Barangay in Quezon City, Metro Manila, Philippines

Santa Cruz, often abbreviated as Sta. Cruz is a barangay located in the San Francisco Del Monte district of Quezon City. It has an approximate land area of 44 hectares and is bounded by South and West Triangles in the East, Quezon Avenue and Barangay Paligsahan in the South, Nayong Kanluran in the Northeast and Barangay Paltok in the North.

Neighboring barangays include Mariblo, Paraiso, Paltok, Talayan, Sto. Domingo, Paligsahan, and the West and South Triangles are under the first and fourth Legislative districts in Quezon City, Metro Manila, Philippines.

Its barangay hall is near the Mariblo bridge, separating the area from Barangay Mariblo.

== Landmarks ==
Fisher Mall, the former Pantranco bus terminal site, is located at the corner of Roosevelt and Quezon Avenues. At the same time, Halili School of Ballet and Phoenix Publishing House are found along Quezon Avenue. PMI Colleges also has a presence in the area.

□ □ □ □

TASK REQUIREMENTS:
(a) From the passage on Santa Cruz, Quezon City, list every establishment named under the Landmarks heading.
(b) Extend the passage on Santa Cruz, Quezon City, picking up right after its last sentence.
The lines placed after this text have nothing to do with it.

□ □ □ □

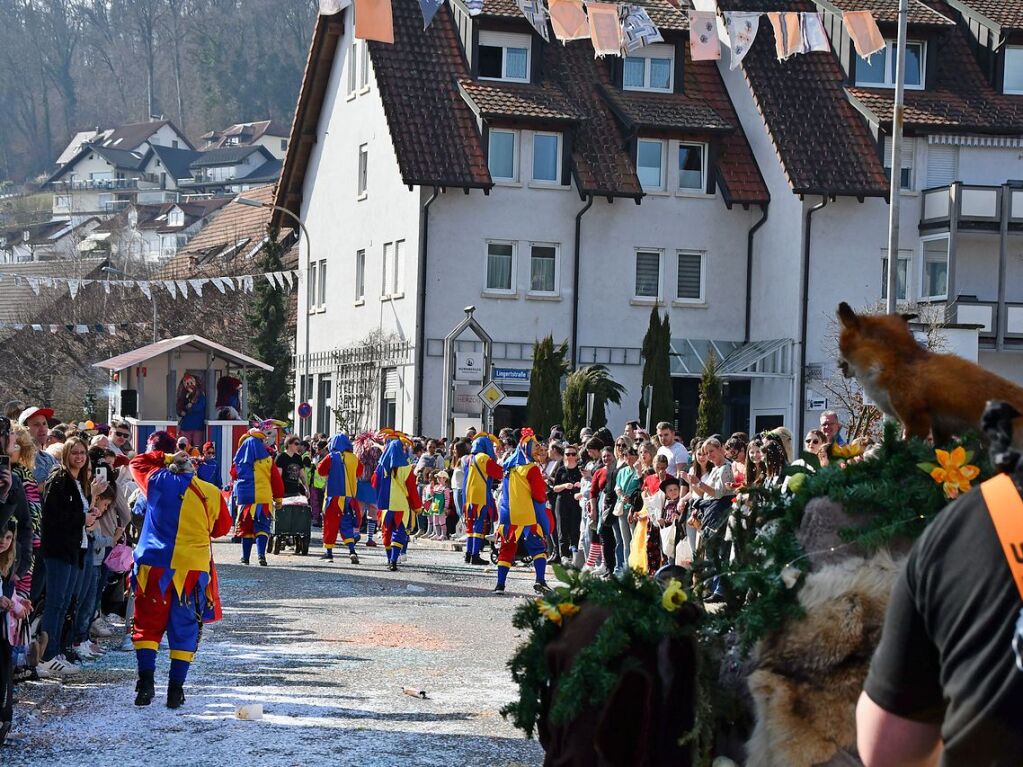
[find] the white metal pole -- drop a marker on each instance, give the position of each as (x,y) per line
(896,160)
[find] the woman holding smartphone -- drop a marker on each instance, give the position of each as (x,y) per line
(64,544)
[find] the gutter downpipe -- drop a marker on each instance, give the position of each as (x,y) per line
(575,281)
(804,316)
(749,267)
(420,318)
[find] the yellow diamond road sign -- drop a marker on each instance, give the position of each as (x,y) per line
(491,395)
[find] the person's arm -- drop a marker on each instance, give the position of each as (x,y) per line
(885,739)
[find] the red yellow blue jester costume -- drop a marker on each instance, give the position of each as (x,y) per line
(174,580)
(523,513)
(397,498)
(258,488)
(342,469)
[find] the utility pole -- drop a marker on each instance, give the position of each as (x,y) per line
(896,179)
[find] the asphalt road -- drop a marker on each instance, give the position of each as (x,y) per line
(326,649)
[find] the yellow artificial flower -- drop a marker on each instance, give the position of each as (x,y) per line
(674,596)
(568,608)
(549,612)
(952,471)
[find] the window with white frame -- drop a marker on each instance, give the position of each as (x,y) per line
(363,169)
(690,283)
(907,154)
(935,284)
(547,158)
(360,275)
(363,65)
(648,283)
(692,167)
(353,68)
(311,287)
(901,276)
(543,269)
(321,291)
(1012,78)
(880,71)
(503,55)
(388,275)
(503,155)
(650,69)
(650,163)
(398,272)
(500,267)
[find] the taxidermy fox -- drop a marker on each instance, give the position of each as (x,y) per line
(941,394)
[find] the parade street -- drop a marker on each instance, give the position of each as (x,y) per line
(326,649)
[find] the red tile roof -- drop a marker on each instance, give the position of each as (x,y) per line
(958,96)
(886,11)
(433,129)
(519,101)
(824,144)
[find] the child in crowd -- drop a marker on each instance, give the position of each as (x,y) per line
(440,499)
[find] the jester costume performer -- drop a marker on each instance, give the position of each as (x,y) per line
(174,580)
(523,513)
(481,470)
(258,488)
(342,470)
(397,499)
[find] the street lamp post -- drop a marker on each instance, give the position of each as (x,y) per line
(309,256)
(110,270)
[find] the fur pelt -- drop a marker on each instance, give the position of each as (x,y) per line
(808,676)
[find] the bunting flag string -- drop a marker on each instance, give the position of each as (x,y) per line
(185,288)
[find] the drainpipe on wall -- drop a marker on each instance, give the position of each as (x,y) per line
(420,313)
(749,266)
(804,316)
(575,281)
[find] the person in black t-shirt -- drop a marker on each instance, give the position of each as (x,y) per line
(943,685)
(293,466)
(568,480)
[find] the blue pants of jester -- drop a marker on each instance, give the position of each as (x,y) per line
(161,610)
(395,535)
(255,524)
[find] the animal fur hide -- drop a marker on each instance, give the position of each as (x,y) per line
(808,676)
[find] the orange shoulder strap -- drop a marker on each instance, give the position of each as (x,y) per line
(1006,507)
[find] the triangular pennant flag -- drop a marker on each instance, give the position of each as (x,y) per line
(605,29)
(637,29)
(569,19)
(373,20)
(430,8)
(742,28)
(704,45)
(863,31)
(536,14)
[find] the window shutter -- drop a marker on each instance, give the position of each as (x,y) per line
(648,273)
(690,267)
(941,165)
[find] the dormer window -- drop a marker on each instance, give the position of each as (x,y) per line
(1012,81)
(650,69)
(880,71)
(503,55)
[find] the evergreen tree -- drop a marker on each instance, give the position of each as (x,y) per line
(657,370)
(543,408)
(593,379)
(270,393)
(710,415)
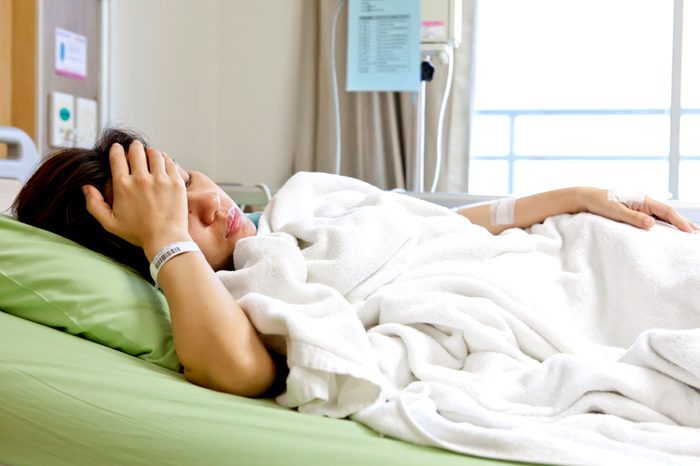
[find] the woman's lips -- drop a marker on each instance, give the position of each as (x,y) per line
(233,224)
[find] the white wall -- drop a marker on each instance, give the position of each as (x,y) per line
(211,82)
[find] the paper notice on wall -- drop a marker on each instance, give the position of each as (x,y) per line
(71,54)
(383,45)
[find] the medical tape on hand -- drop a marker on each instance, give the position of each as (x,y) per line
(503,212)
(630,198)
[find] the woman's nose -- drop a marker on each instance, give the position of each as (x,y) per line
(204,205)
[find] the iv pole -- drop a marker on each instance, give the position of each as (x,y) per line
(417,179)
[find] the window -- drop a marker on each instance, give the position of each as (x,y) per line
(586,92)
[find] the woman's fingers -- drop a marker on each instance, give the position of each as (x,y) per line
(669,214)
(636,218)
(118,162)
(156,161)
(137,158)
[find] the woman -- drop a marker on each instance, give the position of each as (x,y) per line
(133,203)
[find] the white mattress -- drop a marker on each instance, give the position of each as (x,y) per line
(8,190)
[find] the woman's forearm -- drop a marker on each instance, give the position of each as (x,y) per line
(214,340)
(528,210)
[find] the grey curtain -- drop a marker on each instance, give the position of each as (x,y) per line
(377,127)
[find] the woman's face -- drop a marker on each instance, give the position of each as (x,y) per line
(215,222)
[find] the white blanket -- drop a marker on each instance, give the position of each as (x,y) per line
(576,342)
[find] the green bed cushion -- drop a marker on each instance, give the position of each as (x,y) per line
(123,411)
(53,281)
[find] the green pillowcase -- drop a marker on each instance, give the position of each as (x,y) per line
(53,281)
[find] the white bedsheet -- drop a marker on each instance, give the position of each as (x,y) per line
(576,342)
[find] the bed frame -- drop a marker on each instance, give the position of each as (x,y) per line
(67,400)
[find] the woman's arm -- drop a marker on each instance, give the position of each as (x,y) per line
(536,208)
(214,340)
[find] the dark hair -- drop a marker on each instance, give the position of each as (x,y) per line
(53,199)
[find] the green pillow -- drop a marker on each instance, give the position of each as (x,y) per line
(53,281)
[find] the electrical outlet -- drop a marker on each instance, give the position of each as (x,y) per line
(61,120)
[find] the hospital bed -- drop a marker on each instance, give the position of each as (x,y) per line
(88,373)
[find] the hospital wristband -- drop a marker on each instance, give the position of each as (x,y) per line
(168,252)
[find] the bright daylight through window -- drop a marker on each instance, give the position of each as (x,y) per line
(584,92)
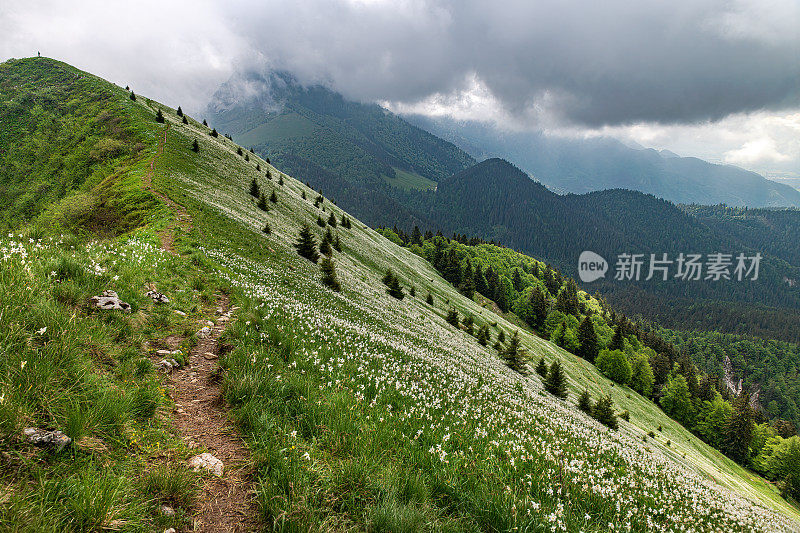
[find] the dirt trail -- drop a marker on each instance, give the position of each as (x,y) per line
(183,219)
(201,416)
(225,504)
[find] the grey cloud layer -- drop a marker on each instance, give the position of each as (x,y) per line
(591,63)
(558,61)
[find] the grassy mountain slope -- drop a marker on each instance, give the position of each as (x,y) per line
(361,411)
(585,165)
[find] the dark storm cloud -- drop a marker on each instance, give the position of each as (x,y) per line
(590,63)
(586,63)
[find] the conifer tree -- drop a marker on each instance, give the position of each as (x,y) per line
(541,368)
(329,274)
(739,429)
(513,354)
(617,341)
(587,339)
(325,248)
(262,203)
(306,244)
(585,402)
(452,317)
(469,323)
(556,381)
(603,412)
(394,289)
(540,308)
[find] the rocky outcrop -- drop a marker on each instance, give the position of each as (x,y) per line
(52,441)
(109,300)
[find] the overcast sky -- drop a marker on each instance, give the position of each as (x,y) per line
(718,79)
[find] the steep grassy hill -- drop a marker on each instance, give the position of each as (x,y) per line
(361,411)
(359,153)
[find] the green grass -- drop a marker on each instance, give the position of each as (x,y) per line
(362,412)
(409,181)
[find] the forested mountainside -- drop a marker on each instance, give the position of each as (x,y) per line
(362,407)
(495,200)
(364,156)
(361,151)
(584,165)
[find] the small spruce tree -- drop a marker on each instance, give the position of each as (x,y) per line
(585,402)
(262,203)
(306,244)
(329,274)
(452,317)
(603,412)
(556,381)
(469,324)
(395,290)
(513,354)
(541,368)
(325,248)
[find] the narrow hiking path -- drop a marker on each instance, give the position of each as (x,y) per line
(183,219)
(200,416)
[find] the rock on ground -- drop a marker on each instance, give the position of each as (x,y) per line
(54,441)
(110,300)
(207,462)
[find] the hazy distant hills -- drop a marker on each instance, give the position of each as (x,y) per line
(584,165)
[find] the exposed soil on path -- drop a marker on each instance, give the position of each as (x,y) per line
(225,504)
(183,219)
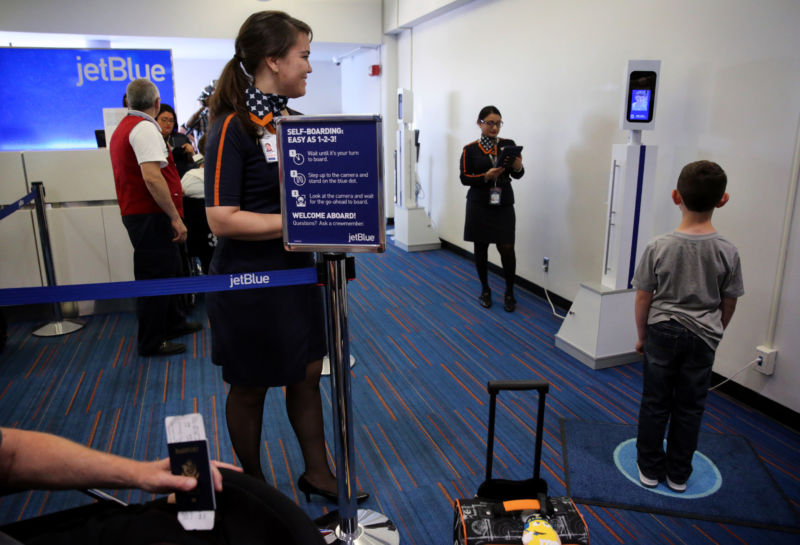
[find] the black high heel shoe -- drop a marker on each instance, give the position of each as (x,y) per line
(307,488)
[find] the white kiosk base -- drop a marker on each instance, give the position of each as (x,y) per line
(599,330)
(413,231)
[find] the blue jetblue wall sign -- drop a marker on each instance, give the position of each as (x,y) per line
(331,183)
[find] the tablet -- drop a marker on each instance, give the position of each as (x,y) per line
(508,151)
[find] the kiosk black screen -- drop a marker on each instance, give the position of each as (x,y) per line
(641,96)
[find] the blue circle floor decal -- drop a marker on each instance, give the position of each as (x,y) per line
(705,480)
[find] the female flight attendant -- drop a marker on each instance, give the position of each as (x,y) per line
(272,336)
(490,217)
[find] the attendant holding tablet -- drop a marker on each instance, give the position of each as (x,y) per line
(487,167)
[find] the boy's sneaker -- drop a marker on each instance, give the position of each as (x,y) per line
(645,480)
(676,487)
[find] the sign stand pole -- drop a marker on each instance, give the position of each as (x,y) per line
(58,325)
(355,526)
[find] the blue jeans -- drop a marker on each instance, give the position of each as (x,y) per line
(677,375)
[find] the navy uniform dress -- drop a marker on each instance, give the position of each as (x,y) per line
(267,336)
(484,222)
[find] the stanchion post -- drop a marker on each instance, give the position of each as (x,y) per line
(44,241)
(58,326)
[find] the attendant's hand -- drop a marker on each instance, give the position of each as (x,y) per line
(493,173)
(179,230)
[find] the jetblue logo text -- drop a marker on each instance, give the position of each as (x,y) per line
(118,69)
(360,237)
(249,279)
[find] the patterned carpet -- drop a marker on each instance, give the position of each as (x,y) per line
(424,351)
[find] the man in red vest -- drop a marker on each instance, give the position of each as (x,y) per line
(151,201)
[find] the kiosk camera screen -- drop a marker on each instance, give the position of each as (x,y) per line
(641,94)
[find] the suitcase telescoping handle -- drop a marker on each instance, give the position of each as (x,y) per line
(494,387)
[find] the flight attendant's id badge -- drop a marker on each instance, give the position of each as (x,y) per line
(494,196)
(269,145)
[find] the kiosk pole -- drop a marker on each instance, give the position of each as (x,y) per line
(59,326)
(331,202)
(339,347)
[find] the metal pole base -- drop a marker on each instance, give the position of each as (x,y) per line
(59,327)
(373,529)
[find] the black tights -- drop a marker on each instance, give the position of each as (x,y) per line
(507,257)
(244,412)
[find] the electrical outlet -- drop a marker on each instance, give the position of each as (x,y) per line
(767,356)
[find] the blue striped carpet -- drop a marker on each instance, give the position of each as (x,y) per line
(425,349)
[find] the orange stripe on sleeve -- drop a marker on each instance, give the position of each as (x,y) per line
(219,158)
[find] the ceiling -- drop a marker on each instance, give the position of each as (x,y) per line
(184,48)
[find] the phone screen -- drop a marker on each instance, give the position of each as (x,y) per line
(640,104)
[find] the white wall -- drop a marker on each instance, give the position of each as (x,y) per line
(728,93)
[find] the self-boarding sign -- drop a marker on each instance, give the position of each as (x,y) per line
(331,183)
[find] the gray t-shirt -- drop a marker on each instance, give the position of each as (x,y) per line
(689,276)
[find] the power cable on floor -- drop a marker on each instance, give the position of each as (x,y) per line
(735,374)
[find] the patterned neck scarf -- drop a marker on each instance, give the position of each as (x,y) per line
(488,144)
(261,104)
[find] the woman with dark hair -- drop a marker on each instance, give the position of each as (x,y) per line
(179,144)
(490,217)
(273,336)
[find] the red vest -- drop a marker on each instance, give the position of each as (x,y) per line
(132,193)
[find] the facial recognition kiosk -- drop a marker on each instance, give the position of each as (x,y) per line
(599,329)
(412,226)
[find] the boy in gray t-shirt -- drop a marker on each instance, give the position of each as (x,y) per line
(688,282)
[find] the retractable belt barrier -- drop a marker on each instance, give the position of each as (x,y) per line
(165,286)
(145,288)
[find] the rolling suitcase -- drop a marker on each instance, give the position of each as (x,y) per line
(508,512)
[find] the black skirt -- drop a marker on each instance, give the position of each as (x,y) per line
(489,224)
(266,336)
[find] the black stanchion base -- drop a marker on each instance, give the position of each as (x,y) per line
(58,327)
(373,528)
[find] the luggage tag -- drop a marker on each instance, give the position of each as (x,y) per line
(188,455)
(494,195)
(269,145)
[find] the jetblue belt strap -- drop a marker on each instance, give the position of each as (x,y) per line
(16,205)
(165,286)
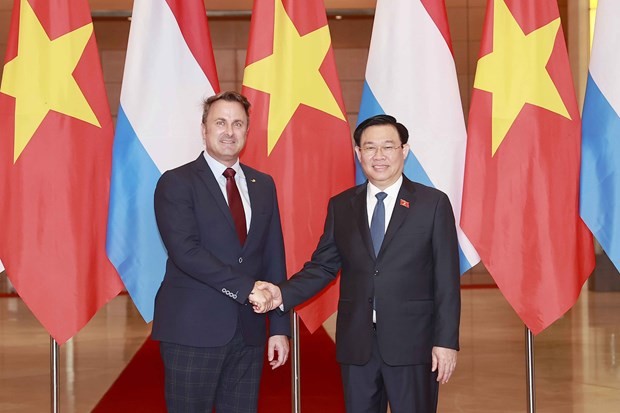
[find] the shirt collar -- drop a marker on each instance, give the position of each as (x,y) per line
(391,190)
(218,168)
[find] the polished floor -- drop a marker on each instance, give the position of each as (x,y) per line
(577,359)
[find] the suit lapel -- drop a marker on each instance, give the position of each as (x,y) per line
(206,176)
(401,210)
(359,207)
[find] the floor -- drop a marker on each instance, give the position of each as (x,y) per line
(577,358)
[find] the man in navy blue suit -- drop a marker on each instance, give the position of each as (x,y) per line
(220,223)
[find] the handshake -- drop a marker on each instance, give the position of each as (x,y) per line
(265,297)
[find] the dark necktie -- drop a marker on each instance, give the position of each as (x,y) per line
(377,223)
(235,204)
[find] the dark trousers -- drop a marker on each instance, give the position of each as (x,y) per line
(200,378)
(409,389)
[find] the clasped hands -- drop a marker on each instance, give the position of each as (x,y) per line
(265,297)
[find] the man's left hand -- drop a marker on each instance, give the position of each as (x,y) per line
(279,345)
(444,362)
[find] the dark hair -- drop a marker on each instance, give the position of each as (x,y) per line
(228,96)
(377,120)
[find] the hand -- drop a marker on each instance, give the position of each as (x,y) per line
(444,361)
(274,292)
(261,300)
(277,344)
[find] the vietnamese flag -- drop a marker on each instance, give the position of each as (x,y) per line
(521,193)
(55,156)
(298,130)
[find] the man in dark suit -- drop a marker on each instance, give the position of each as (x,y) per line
(397,332)
(220,223)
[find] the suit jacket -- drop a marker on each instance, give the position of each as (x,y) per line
(209,275)
(414,279)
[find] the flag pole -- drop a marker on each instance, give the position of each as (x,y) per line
(295,376)
(529,367)
(54,374)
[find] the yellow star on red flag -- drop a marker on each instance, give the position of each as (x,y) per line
(40,77)
(515,72)
(291,74)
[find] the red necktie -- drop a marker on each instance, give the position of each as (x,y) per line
(235,204)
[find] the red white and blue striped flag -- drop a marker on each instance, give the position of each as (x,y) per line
(168,72)
(411,75)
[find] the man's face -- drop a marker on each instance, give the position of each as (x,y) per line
(225,131)
(381,155)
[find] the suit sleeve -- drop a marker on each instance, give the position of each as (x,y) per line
(317,273)
(447,277)
(176,220)
(275,268)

□ □ □ □

REPLIES:
(a) Fisher Mall, Halili School of Ballet, Phoenix Publishing House, PMI Colleges

(b)
Heroes Hill, encompassing more than three-fourths (3/4) of the entire barangay, is a closed gated community developed by Trans-American Sales and Exposition for former American soldiers in the Philippine-American War.

== Barangay and Sangguniang Kabataan officials ==

===List of Punong Barangay===

| Full Name | Term Began | Term Ended |
|---|---|---|
| JOMAR A. BAETIONG | June 30, 2018 | June 30, 2020 |
| ERNESTO B. BAETIONG, SR. | November 30, 2013 | June 30, 2018 |

===Members of Sangguniang Barangay===

| Title | Name |
|---|---|
| Barangay Captain Punong Barangay | Jomar A. Baetiong (unofficial) |
| SK Chairperson Sangguniang Kabataan |  |
| Secretary Kalihim |  |
| Treasurer Ingat Yaman |  |
| Barangay councilors Kagawad |  |

The new Barangay and SK Councils were elected on May 14, 2018.

== Demography ==
As of the 2015 census of the National Statistics Office (Philippines), the population of Santa Cruz is 4,784.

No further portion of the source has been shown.